Problem :: Extract every line of the records below that contains the word "provide".

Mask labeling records
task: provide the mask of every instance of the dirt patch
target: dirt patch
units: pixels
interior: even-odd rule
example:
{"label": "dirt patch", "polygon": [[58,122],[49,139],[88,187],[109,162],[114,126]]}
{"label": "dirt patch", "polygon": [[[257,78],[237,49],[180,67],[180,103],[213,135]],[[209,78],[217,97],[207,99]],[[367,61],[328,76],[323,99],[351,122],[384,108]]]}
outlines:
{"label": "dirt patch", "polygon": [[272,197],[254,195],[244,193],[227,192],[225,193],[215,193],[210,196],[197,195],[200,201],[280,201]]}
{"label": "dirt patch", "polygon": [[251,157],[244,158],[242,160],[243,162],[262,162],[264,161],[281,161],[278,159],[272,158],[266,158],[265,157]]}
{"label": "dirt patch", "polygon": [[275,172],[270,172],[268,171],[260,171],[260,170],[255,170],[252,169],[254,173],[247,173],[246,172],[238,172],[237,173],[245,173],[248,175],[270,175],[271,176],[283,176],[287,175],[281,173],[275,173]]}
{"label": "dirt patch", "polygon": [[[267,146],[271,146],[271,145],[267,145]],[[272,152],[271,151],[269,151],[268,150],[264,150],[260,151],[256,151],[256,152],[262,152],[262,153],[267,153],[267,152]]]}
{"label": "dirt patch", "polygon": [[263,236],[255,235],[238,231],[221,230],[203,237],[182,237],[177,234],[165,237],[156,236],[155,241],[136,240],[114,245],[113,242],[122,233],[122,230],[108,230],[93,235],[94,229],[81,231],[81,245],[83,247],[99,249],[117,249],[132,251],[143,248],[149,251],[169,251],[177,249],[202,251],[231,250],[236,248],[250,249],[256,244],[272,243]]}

Response for this exercise ::
task: provide the mask of every instance of the dirt patch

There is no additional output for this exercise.